- **CONSEGNA 1**
Stabilisca se ciascuna delle seguenti affermazioni concorda con il brano sul principio «Chi inquina paga», rispondendo sì o no e citando alla lettera le parole del brano che lo dimostrano. (a) In un contesto democratico i diritti sono spesso in concorrenza tra loro. (b) La crisi ambientale e quella sociale sono presentate come due crisi separate. (c) Chi non inquina paga meno degli altri.

- **ESTRATTO DEL TESTO**
==============================

Due considerazioni. La prima riguarda il conflitto tra diritti fondamentali, quello all’ambiente salubre - e dunque alla salute - e quello al lavoro. È inevitabile che in un contesto democratico i diritti siano spesso in concorrenza tra di loro; ma è possibile stabilire una corretta gerarchia di valori e dunque di diritti? Prevale il diritto al lavoro o quello a un ambiente salubre? I molteplici decreti a salvataggio dell’attività siderurgica sembrano mostrare che talvolta il primato della protezione della salute umana sia subordinato a quello della libertà d’impresa e del mercato.
La seconda considerazione ci porta al principio “Chi inquina paga”, cardine della politica ambientale europea e italiana, in base al quale chi è all’origine di fenomeni di inquinamento o, in senso più ampio, di danni causati all’ambiente, deve farsi carico dei costi necessari a riparare l’inquinamento o il danno.
Siamo oltre la stretta vicenda di cronaca, ma forse non dobbiamo dimenticare che ci troviamo di fronte non a due crisi separate, ambientale e sociale, bensì a una sola e complessa crisi socio-ambientale (cfr Laudato Si’, n. 139). Che sia questo il momento favorevole per includere la giustizia nel rispetto dei diritti e nella messa in pratica del principio “chi inquina paga”? Troppo spesso chi non inquina paga più degli altri, ma una svolta etica nell’affrontare la crisi socio-ambientale ha bisogno di un orizzonte in cui ai poveri venga data un’importanza strategica, per evitare di continuare ad alimentare una società degli scarti.

==============================

- **CONSEGNA 2**
Indichi soltanto il numero delle righe dei record in cui compare la parola "black".

==============================

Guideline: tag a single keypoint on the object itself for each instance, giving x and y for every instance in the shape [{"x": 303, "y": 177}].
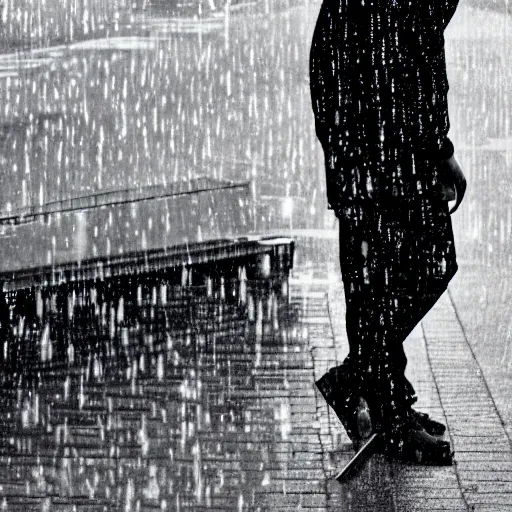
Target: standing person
[{"x": 379, "y": 95}]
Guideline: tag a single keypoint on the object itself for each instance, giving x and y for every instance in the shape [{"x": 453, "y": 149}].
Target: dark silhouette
[{"x": 379, "y": 95}]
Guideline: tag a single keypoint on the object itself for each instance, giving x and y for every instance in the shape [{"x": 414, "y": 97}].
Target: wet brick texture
[{"x": 199, "y": 395}]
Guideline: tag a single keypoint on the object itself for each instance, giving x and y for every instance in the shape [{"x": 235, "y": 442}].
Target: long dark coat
[{"x": 379, "y": 95}]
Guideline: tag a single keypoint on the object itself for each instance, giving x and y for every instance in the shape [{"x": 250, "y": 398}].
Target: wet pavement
[
  {"x": 196, "y": 390},
  {"x": 197, "y": 393}
]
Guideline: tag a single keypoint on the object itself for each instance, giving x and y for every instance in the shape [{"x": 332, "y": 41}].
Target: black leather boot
[
  {"x": 352, "y": 410},
  {"x": 416, "y": 446}
]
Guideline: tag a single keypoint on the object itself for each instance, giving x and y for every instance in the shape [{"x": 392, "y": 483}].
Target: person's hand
[{"x": 453, "y": 183}]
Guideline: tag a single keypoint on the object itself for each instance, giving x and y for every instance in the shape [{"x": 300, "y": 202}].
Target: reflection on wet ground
[{"x": 165, "y": 391}]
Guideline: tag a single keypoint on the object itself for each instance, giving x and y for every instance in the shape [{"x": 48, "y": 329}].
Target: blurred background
[{"x": 150, "y": 337}]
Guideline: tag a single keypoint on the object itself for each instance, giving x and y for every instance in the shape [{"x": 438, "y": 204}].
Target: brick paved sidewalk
[
  {"x": 450, "y": 387},
  {"x": 240, "y": 426}
]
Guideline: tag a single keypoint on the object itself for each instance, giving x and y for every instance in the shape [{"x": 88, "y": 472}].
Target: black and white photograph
[{"x": 255, "y": 255}]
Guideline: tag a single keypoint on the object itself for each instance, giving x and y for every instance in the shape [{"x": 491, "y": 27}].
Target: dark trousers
[{"x": 396, "y": 261}]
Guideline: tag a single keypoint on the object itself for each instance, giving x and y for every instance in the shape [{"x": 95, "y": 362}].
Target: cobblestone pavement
[{"x": 218, "y": 411}]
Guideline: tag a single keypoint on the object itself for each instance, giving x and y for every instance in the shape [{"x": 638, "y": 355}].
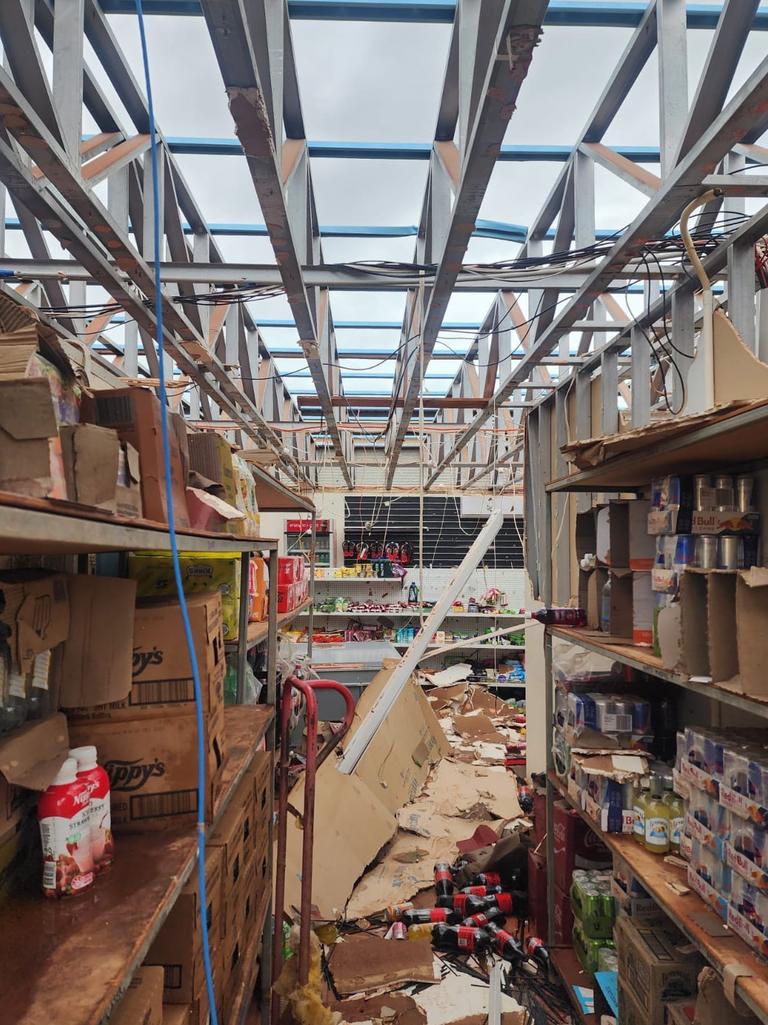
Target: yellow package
[{"x": 202, "y": 571}]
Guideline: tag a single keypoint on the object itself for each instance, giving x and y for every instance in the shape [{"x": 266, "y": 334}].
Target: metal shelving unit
[
  {"x": 735, "y": 439},
  {"x": 158, "y": 864}
]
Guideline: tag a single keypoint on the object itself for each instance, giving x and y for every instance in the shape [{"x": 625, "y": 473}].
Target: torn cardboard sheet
[
  {"x": 356, "y": 814},
  {"x": 473, "y": 791},
  {"x": 363, "y": 962},
  {"x": 405, "y": 867},
  {"x": 458, "y": 996},
  {"x": 446, "y": 678},
  {"x": 390, "y": 1009}
]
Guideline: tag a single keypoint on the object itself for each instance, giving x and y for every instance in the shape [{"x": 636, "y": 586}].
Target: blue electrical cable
[{"x": 201, "y": 760}]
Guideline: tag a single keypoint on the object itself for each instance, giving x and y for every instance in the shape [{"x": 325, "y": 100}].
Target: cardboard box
[
  {"x": 35, "y": 610},
  {"x": 90, "y": 464},
  {"x": 135, "y": 414},
  {"x": 143, "y": 1000},
  {"x": 97, "y": 654},
  {"x": 210, "y": 454},
  {"x": 234, "y": 834},
  {"x": 128, "y": 490},
  {"x": 656, "y": 965},
  {"x": 30, "y": 449},
  {"x": 152, "y": 765},
  {"x": 575, "y": 846},
  {"x": 178, "y": 944},
  {"x": 202, "y": 573}
]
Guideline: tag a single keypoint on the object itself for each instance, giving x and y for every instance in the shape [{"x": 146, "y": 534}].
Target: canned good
[
  {"x": 744, "y": 488},
  {"x": 701, "y": 483},
  {"x": 724, "y": 487},
  {"x": 706, "y": 551},
  {"x": 730, "y": 552}
]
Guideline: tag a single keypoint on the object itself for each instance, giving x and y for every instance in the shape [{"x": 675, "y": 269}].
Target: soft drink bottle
[
  {"x": 63, "y": 811},
  {"x": 483, "y": 918},
  {"x": 443, "y": 879},
  {"x": 504, "y": 943},
  {"x": 420, "y": 915},
  {"x": 466, "y": 903},
  {"x": 487, "y": 879},
  {"x": 99, "y": 819},
  {"x": 463, "y": 938},
  {"x": 561, "y": 617},
  {"x": 395, "y": 911},
  {"x": 534, "y": 947}
]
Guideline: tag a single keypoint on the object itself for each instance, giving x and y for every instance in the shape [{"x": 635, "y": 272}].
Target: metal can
[
  {"x": 744, "y": 488},
  {"x": 724, "y": 487},
  {"x": 701, "y": 482},
  {"x": 730, "y": 552},
  {"x": 706, "y": 551}
]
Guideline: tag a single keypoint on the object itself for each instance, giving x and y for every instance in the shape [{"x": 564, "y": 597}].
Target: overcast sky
[{"x": 380, "y": 82}]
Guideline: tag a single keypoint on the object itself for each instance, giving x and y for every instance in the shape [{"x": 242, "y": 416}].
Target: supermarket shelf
[
  {"x": 687, "y": 911},
  {"x": 644, "y": 660},
  {"x": 733, "y": 439},
  {"x": 507, "y": 616},
  {"x": 72, "y": 959},
  {"x": 570, "y": 971},
  {"x": 36, "y": 526},
  {"x": 257, "y": 631},
  {"x": 472, "y": 647},
  {"x": 396, "y": 580}
]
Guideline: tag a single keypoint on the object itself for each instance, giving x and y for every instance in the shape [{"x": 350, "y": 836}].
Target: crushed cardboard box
[{"x": 362, "y": 962}]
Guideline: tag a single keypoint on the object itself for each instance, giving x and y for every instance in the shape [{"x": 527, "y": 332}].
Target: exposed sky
[{"x": 381, "y": 82}]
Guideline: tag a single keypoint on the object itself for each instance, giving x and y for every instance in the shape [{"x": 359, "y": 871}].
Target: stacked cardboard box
[{"x": 148, "y": 741}]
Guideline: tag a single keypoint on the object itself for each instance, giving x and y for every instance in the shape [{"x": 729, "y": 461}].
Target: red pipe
[{"x": 314, "y": 760}]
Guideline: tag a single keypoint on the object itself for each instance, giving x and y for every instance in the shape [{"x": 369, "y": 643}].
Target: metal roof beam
[
  {"x": 253, "y": 79},
  {"x": 743, "y": 119},
  {"x": 495, "y": 46}
]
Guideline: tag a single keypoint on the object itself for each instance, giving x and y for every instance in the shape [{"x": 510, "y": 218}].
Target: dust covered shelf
[{"x": 71, "y": 959}]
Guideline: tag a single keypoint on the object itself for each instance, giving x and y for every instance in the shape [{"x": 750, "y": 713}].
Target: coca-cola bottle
[
  {"x": 504, "y": 943},
  {"x": 418, "y": 915},
  {"x": 466, "y": 939},
  {"x": 443, "y": 879},
  {"x": 466, "y": 903},
  {"x": 561, "y": 617},
  {"x": 483, "y": 918},
  {"x": 481, "y": 891}
]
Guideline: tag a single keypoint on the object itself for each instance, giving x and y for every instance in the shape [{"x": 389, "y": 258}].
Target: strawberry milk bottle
[
  {"x": 99, "y": 819},
  {"x": 63, "y": 811}
]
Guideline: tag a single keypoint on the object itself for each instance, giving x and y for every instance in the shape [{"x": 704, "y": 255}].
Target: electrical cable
[{"x": 165, "y": 432}]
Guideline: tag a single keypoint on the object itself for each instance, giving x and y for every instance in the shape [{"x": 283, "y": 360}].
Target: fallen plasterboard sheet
[
  {"x": 473, "y": 791},
  {"x": 363, "y": 962},
  {"x": 390, "y": 1009},
  {"x": 404, "y": 868},
  {"x": 351, "y": 826},
  {"x": 453, "y": 674},
  {"x": 458, "y": 996},
  {"x": 478, "y": 727},
  {"x": 355, "y": 814},
  {"x": 408, "y": 742}
]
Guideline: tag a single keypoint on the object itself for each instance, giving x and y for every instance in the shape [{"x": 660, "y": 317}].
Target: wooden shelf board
[
  {"x": 644, "y": 660},
  {"x": 38, "y": 526},
  {"x": 257, "y": 632},
  {"x": 655, "y": 873},
  {"x": 71, "y": 959},
  {"x": 570, "y": 971},
  {"x": 735, "y": 439}
]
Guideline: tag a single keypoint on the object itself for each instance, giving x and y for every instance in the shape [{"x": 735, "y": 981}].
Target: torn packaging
[
  {"x": 357, "y": 811},
  {"x": 363, "y": 962}
]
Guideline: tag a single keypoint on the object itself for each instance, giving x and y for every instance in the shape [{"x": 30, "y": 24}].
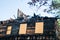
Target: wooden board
[
  {"x": 39, "y": 27},
  {"x": 23, "y": 28}
]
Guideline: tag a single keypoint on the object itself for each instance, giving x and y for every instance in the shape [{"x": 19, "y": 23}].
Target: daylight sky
[{"x": 8, "y": 8}]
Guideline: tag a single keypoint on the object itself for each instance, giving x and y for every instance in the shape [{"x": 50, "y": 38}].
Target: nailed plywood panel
[
  {"x": 39, "y": 27},
  {"x": 23, "y": 28},
  {"x": 9, "y": 30}
]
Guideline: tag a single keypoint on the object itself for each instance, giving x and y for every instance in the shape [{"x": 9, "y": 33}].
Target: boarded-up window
[
  {"x": 39, "y": 27},
  {"x": 23, "y": 28},
  {"x": 9, "y": 30}
]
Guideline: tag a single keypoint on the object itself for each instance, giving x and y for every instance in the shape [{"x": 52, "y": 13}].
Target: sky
[{"x": 8, "y": 8}]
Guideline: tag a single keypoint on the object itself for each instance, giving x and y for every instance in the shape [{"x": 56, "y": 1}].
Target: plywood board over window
[
  {"x": 23, "y": 28},
  {"x": 9, "y": 30},
  {"x": 39, "y": 27}
]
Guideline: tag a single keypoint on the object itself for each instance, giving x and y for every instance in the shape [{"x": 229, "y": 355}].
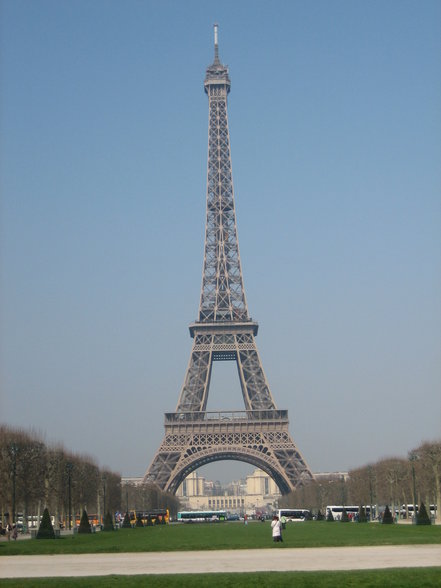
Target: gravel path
[{"x": 277, "y": 558}]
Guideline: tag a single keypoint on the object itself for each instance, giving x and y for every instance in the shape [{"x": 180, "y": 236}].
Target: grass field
[
  {"x": 227, "y": 536},
  {"x": 409, "y": 578}
]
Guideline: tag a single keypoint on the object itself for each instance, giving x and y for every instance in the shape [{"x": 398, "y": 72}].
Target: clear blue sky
[{"x": 335, "y": 130}]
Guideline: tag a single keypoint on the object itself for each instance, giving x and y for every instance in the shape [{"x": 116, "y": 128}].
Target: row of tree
[
  {"x": 391, "y": 481},
  {"x": 35, "y": 475}
]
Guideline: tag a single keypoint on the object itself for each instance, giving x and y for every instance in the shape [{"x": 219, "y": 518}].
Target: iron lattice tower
[{"x": 224, "y": 331}]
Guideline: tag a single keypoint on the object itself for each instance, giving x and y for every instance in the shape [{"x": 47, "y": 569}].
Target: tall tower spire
[
  {"x": 224, "y": 332},
  {"x": 216, "y": 46}
]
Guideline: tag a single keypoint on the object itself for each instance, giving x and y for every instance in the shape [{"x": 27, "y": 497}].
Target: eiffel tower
[{"x": 224, "y": 331}]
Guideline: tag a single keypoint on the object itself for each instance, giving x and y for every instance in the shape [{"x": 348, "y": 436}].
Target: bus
[
  {"x": 352, "y": 511},
  {"x": 156, "y": 516},
  {"x": 94, "y": 520},
  {"x": 407, "y": 510},
  {"x": 294, "y": 515},
  {"x": 202, "y": 516}
]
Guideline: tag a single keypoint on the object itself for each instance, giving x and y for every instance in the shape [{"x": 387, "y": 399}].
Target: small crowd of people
[{"x": 9, "y": 531}]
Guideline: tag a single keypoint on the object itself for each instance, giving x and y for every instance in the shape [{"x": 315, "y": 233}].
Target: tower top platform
[{"x": 217, "y": 73}]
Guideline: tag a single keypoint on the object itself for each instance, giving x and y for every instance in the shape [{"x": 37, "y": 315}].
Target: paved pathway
[{"x": 247, "y": 560}]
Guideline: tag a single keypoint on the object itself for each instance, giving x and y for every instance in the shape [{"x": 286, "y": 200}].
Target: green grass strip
[{"x": 227, "y": 536}]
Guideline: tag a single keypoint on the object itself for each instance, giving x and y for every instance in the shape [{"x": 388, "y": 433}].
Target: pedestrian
[{"x": 276, "y": 526}]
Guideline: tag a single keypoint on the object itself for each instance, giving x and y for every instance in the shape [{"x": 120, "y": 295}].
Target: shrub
[
  {"x": 84, "y": 524},
  {"x": 108, "y": 522},
  {"x": 46, "y": 530},
  {"x": 387, "y": 516},
  {"x": 422, "y": 516}
]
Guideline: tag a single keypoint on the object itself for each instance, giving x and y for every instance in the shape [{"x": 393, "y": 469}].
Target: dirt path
[{"x": 247, "y": 560}]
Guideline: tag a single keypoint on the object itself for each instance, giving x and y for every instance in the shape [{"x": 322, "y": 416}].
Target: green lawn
[
  {"x": 409, "y": 578},
  {"x": 227, "y": 536}
]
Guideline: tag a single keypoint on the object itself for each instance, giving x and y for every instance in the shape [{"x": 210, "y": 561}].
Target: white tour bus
[
  {"x": 294, "y": 514},
  {"x": 352, "y": 511}
]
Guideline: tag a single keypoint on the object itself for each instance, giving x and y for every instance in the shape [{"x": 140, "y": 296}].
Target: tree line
[
  {"x": 391, "y": 481},
  {"x": 35, "y": 476}
]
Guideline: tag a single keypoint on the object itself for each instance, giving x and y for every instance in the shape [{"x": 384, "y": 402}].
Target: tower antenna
[{"x": 216, "y": 46}]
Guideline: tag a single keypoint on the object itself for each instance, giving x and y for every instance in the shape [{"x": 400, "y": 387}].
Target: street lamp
[
  {"x": 69, "y": 467},
  {"x": 412, "y": 458},
  {"x": 104, "y": 479},
  {"x": 13, "y": 450}
]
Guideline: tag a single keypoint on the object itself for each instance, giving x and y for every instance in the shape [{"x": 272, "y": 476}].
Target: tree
[
  {"x": 108, "y": 522},
  {"x": 362, "y": 515},
  {"x": 422, "y": 516},
  {"x": 126, "y": 521},
  {"x": 46, "y": 530},
  {"x": 84, "y": 524},
  {"x": 387, "y": 517},
  {"x": 344, "y": 516}
]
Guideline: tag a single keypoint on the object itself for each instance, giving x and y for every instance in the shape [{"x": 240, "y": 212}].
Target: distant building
[{"x": 258, "y": 493}]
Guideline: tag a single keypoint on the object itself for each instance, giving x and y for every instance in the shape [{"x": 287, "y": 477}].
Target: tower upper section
[
  {"x": 223, "y": 295},
  {"x": 216, "y": 73}
]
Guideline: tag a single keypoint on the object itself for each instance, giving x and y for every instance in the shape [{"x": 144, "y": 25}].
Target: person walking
[{"x": 276, "y": 526}]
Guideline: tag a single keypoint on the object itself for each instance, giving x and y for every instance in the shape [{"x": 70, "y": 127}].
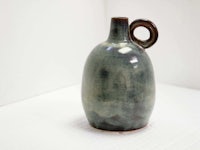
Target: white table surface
[{"x": 56, "y": 121}]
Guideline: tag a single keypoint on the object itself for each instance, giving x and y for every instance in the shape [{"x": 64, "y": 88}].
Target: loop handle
[{"x": 152, "y": 29}]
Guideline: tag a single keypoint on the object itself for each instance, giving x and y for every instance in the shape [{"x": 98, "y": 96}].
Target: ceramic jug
[{"x": 118, "y": 87}]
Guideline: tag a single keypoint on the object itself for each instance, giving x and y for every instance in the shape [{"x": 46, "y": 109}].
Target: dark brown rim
[{"x": 152, "y": 29}]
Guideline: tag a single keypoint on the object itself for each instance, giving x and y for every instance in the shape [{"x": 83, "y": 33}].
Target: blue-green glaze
[{"x": 118, "y": 88}]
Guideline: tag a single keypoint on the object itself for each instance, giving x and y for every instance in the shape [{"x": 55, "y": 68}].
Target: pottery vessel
[{"x": 118, "y": 87}]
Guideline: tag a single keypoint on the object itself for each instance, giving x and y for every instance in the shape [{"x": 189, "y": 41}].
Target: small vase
[{"x": 118, "y": 87}]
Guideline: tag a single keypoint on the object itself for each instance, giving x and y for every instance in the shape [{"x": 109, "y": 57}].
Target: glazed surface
[{"x": 118, "y": 88}]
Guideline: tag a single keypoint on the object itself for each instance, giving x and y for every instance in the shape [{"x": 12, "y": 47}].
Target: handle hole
[{"x": 141, "y": 33}]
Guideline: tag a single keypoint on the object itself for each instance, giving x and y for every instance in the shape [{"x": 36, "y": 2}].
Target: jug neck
[{"x": 119, "y": 30}]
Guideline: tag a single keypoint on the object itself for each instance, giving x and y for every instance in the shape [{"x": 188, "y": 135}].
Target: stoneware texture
[{"x": 118, "y": 88}]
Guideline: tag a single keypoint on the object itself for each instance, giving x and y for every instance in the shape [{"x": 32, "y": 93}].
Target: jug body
[{"x": 118, "y": 87}]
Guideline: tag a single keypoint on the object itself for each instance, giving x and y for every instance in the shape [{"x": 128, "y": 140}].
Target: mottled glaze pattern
[{"x": 118, "y": 88}]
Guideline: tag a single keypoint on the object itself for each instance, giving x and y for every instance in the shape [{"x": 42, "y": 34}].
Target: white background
[{"x": 44, "y": 44}]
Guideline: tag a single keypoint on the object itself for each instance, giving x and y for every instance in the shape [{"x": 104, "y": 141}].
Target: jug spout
[{"x": 119, "y": 30}]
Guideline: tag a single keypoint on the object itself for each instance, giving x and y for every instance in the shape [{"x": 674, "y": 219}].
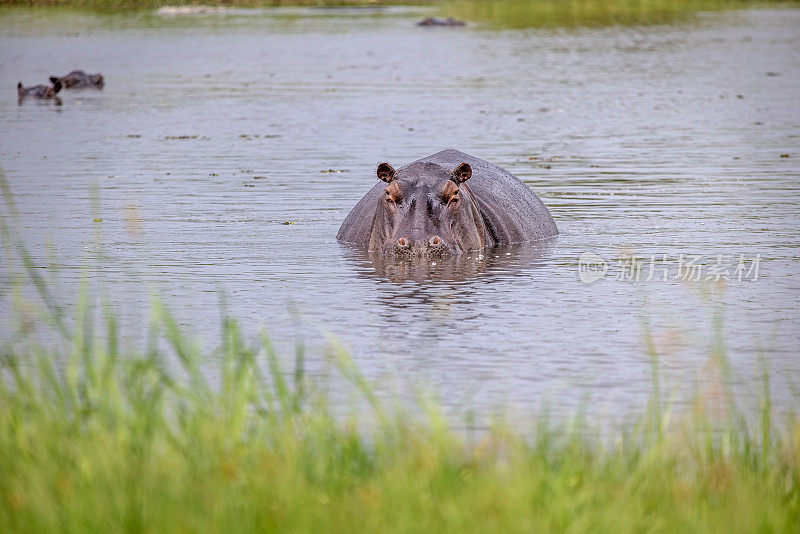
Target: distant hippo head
[
  {"x": 39, "y": 91},
  {"x": 426, "y": 211},
  {"x": 78, "y": 78}
]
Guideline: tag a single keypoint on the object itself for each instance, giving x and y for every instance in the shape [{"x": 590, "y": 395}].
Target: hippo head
[{"x": 426, "y": 210}]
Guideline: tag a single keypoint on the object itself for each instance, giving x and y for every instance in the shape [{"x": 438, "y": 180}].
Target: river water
[{"x": 664, "y": 143}]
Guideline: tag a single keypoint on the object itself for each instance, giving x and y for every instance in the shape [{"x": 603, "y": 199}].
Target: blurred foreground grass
[
  {"x": 498, "y": 13},
  {"x": 97, "y": 438}
]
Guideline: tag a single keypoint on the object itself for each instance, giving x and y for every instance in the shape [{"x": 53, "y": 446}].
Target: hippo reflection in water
[
  {"x": 446, "y": 204},
  {"x": 39, "y": 91},
  {"x": 78, "y": 78}
]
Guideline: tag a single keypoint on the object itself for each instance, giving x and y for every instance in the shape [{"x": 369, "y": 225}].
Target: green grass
[
  {"x": 570, "y": 13},
  {"x": 97, "y": 439}
]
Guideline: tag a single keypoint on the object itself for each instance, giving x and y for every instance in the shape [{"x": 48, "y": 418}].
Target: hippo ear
[
  {"x": 386, "y": 172},
  {"x": 462, "y": 173}
]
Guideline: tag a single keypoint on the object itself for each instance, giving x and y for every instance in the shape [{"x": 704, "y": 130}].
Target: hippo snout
[{"x": 433, "y": 246}]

==============================

- **RISPOSTA COMPLETA 1**
(a) Sì: «È inevitabile che in un contesto democratico i diritti siano spesso in concorrenza tra di loro».
(b) No: «ci troviamo di fronte non a due crisi separate, ambientale e sociale, bensì a una sola e complessa crisi socio-ambientale».
(c) No: «Troppo spesso chi non inquina paga più degli altri».

- **RISPOSTA COMPLETA 2**
2